## BEGIN

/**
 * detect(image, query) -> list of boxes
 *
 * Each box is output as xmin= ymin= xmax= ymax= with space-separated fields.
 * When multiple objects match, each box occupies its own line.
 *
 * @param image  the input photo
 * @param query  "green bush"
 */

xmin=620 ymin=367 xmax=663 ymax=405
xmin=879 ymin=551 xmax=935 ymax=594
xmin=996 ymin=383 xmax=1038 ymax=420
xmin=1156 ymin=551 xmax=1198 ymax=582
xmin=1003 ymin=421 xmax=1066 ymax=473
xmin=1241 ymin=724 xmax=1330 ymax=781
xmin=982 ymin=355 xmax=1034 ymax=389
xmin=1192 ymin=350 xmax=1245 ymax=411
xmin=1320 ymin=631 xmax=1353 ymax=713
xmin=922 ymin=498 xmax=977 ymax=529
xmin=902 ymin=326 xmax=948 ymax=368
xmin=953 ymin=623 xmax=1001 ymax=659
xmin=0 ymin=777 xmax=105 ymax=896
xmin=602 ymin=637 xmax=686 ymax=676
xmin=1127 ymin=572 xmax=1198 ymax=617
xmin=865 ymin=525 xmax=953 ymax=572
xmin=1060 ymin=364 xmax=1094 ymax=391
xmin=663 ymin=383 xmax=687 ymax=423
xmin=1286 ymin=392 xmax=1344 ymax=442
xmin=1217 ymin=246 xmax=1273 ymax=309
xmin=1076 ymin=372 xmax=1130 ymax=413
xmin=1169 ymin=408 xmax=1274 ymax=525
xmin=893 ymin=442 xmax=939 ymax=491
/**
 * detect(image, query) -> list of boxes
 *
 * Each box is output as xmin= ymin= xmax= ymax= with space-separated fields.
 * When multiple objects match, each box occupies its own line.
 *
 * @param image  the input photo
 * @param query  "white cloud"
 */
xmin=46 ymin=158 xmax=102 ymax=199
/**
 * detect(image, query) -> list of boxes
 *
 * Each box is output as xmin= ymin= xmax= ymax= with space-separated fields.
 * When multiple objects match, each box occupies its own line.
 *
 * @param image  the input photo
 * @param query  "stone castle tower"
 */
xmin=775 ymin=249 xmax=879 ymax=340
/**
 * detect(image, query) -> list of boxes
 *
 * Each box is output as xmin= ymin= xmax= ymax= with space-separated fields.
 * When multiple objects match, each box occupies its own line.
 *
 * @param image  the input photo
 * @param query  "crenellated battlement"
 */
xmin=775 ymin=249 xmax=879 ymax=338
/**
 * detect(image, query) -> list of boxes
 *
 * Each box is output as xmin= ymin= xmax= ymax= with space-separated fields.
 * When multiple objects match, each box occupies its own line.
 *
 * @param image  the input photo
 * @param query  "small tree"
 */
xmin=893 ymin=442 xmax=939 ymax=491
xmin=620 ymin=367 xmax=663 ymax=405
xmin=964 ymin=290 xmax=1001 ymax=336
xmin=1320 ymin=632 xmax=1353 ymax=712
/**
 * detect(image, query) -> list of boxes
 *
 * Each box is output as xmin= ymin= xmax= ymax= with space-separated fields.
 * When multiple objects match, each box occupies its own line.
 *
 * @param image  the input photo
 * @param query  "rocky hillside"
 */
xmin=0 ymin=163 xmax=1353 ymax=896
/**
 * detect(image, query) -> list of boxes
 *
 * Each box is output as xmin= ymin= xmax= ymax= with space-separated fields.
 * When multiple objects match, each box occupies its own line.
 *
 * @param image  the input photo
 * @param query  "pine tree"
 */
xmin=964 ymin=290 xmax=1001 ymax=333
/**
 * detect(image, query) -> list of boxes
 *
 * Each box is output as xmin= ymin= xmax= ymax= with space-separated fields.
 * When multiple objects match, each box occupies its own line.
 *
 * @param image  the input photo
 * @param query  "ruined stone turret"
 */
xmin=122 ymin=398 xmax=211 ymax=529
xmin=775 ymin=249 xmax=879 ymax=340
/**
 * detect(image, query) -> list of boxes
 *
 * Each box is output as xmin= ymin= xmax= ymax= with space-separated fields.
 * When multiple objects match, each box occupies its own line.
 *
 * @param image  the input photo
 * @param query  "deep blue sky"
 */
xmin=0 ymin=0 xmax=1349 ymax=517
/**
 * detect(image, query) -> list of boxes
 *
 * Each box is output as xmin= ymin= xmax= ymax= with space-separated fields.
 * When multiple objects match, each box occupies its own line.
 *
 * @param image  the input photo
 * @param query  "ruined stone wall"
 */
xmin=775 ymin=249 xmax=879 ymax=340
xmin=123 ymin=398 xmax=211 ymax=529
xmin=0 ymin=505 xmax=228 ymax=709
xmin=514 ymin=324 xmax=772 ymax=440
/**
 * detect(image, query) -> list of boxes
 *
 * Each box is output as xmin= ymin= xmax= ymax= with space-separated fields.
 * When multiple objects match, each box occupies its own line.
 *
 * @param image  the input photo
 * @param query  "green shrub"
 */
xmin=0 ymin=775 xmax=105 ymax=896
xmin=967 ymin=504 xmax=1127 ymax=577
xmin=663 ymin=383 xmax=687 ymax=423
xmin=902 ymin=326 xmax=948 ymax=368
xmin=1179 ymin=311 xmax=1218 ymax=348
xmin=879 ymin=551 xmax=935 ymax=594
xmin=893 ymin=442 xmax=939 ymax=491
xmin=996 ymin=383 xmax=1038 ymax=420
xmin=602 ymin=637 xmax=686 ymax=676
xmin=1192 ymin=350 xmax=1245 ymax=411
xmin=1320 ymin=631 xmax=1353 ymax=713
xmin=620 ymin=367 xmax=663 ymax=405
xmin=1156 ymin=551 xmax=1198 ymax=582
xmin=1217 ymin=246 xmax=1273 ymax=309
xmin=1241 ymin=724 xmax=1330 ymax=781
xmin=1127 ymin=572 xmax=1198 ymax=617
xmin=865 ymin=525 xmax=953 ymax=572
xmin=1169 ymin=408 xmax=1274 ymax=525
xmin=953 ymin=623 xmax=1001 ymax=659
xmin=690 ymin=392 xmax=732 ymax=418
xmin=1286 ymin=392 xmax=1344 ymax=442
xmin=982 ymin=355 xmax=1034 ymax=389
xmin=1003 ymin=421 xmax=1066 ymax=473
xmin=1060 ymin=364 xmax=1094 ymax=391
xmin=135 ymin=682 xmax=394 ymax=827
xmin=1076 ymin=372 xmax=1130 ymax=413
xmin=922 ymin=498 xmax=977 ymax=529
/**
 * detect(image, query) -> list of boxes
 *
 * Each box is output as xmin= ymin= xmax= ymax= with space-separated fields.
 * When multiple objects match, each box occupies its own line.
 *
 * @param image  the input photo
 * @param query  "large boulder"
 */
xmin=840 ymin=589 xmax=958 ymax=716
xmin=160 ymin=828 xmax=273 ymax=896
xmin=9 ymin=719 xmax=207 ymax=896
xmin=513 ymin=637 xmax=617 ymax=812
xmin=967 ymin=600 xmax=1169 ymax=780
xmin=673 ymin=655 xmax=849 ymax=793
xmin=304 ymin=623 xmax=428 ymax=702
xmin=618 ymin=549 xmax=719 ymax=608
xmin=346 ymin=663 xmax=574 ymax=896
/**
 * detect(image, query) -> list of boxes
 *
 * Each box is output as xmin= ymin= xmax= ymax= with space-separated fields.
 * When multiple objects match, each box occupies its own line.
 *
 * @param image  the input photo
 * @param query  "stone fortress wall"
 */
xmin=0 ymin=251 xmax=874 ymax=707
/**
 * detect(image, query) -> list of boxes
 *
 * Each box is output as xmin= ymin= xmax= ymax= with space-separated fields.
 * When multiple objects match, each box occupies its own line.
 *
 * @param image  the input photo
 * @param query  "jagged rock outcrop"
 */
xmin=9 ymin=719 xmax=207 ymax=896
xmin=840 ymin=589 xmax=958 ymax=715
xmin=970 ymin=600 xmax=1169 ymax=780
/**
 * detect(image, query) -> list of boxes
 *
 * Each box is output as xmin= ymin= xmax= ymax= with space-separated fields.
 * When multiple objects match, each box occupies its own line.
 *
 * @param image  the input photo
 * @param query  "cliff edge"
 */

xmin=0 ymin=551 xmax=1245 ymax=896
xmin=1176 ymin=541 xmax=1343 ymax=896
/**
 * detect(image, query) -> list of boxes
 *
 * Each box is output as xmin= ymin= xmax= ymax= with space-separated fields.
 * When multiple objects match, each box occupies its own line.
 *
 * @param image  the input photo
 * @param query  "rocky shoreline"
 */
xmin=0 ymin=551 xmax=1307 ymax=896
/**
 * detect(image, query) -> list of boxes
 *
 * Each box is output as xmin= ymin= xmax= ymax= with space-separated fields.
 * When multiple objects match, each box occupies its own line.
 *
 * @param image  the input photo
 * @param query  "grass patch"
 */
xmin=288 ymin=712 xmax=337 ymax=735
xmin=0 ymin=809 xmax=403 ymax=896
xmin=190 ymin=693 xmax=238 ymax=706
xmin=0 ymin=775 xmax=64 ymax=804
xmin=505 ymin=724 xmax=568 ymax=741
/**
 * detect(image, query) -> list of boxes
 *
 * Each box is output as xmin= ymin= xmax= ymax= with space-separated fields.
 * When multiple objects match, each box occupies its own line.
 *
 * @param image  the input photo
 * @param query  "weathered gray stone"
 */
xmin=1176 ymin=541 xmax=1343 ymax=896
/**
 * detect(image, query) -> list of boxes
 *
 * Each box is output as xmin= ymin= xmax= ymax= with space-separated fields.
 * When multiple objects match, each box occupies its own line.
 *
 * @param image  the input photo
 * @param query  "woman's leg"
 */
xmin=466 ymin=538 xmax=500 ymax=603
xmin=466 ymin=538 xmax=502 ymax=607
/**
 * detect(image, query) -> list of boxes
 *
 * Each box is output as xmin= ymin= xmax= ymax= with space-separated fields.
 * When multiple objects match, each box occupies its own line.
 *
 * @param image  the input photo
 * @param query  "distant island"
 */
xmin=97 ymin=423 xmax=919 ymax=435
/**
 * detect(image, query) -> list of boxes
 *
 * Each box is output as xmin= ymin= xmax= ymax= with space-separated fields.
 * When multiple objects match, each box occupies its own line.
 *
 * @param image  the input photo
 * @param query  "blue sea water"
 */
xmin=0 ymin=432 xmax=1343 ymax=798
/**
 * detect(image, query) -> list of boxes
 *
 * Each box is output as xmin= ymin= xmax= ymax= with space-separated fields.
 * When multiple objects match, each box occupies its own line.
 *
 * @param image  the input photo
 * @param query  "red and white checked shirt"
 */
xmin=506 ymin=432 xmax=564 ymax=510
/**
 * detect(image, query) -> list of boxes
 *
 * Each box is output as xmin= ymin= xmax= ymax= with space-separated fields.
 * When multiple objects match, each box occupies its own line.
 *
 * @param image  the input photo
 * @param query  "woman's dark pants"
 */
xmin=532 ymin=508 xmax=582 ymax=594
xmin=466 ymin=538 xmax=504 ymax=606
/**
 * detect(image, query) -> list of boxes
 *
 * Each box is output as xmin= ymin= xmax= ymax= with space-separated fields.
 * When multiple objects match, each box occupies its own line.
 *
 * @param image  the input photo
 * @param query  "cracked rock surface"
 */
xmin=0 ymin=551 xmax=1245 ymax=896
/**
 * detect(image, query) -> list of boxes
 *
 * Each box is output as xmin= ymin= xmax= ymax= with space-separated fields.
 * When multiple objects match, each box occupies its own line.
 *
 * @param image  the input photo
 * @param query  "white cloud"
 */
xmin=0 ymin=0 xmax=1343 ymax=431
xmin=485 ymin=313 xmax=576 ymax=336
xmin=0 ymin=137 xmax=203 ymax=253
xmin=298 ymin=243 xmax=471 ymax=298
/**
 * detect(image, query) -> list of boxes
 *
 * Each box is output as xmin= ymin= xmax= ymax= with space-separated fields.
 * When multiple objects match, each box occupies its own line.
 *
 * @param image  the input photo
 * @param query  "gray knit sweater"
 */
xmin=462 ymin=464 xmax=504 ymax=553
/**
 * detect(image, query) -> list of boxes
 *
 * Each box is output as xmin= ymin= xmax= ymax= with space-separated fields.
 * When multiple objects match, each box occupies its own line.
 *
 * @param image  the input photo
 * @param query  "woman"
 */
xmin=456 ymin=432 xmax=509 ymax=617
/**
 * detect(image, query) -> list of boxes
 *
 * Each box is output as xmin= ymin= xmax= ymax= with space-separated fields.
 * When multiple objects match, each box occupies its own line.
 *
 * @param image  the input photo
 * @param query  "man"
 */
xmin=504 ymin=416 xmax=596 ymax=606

## END

Task to complete —
Can you reproduce the listing above, from its first line through the line containing "xmin=775 ymin=249 xmax=879 ymax=338", leaving every comment block unchanged but adding 150 to each bounding-box coordinate?

Output below —
/**
 * detect(image, query) -> list of boxes
 *
 * Each box is output as xmin= ymin= xmax= ymax= with space-separated fields.
 * When multiple objects match, each box occupies its own line.
 *
 * @param image  the input photo
 * @param query  "green bush"
 */

xmin=770 ymin=517 xmax=813 ymax=555
xmin=1029 ymin=701 xmax=1085 ymax=744
xmin=1146 ymin=533 xmax=1188 ymax=570
xmin=1306 ymin=701 xmax=1348 ymax=732
xmin=1153 ymin=571 xmax=1216 ymax=623
xmin=1391 ymin=874 xmax=1480 ymax=931
xmin=1132 ymin=505 xmax=1184 ymax=539
xmin=1342 ymin=500 xmax=1395 ymax=561
xmin=1470 ymin=781 xmax=1503 ymax=863
xmin=1072 ymin=648 xmax=1127 ymax=679
xmin=1052 ymin=476 xmax=1098 ymax=518
xmin=1103 ymin=773 xmax=1151 ymax=809
xmin=150 ymin=927 xmax=255 ymax=1046
xmin=752 ymin=787 xmax=836 ymax=826
xmin=1277 ymin=722 xmax=1348 ymax=767
xmin=1015 ymin=675 xmax=1103 ymax=722
xmin=1210 ymin=514 xmax=1244 ymax=541
xmin=813 ymin=533 xmax=837 ymax=573
xmin=1436 ymin=542 xmax=1494 ymax=592
xmin=1367 ymin=396 xmax=1423 ymax=459
xmin=1226 ymin=522 xmax=1280 ymax=563
xmin=1319 ymin=558 xmax=1424 ymax=675
xmin=1043 ymin=592 xmax=1089 ymax=641
/**
 * detect(image, query) -> list of boxes
 *
 * Each box is output as xmin= ymin= xmax= ymax= with space-separated fields.
 * When multiple objects match, each box occupies its own line.
 *
 * @param image  the input photo
 * @param query  "white cloud"
 */
xmin=196 ymin=308 xmax=252 ymax=349
/**
 * detect(image, query) -> list of boxes
 *
 * Each box is output as xmin= ymin= xmax= ymax= with space-separated fields.
 * When multiple objects match, each box occupies its own line.
 *
 * @param image  the input photo
 * @param query  "stone castle tower"
 */
xmin=925 ymin=399 xmax=1029 ymax=490
/**
 * detect(image, query) -> list of boxes
 *
 * Each box is output as xmin= ymin= xmax= ymax= with space-separated fields.
 * When multiple objects match, each box occupies its own line.
 *
 * @param image  the input photo
 * @param query  "crenellated battlement"
 */
xmin=925 ymin=399 xmax=1029 ymax=488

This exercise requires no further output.